*Activity*. A single number is expected: the count of lines in the entries below that contain "please".

*The data*.
────────────────────

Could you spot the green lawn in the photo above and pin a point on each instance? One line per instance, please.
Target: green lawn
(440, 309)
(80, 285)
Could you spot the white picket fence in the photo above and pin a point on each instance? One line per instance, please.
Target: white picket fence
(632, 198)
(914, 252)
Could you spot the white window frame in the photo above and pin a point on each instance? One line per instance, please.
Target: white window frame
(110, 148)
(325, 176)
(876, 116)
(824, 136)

────────────────────

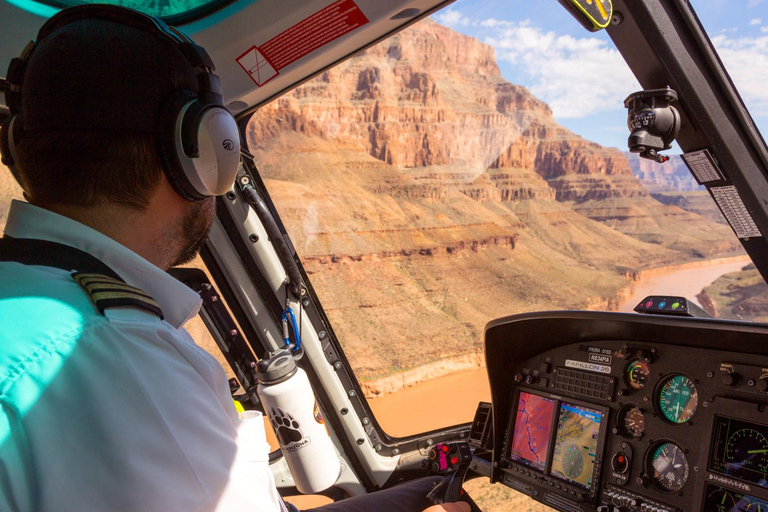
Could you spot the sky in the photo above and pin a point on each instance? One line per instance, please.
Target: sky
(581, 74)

────────────────────

*Output of the exercise*. 4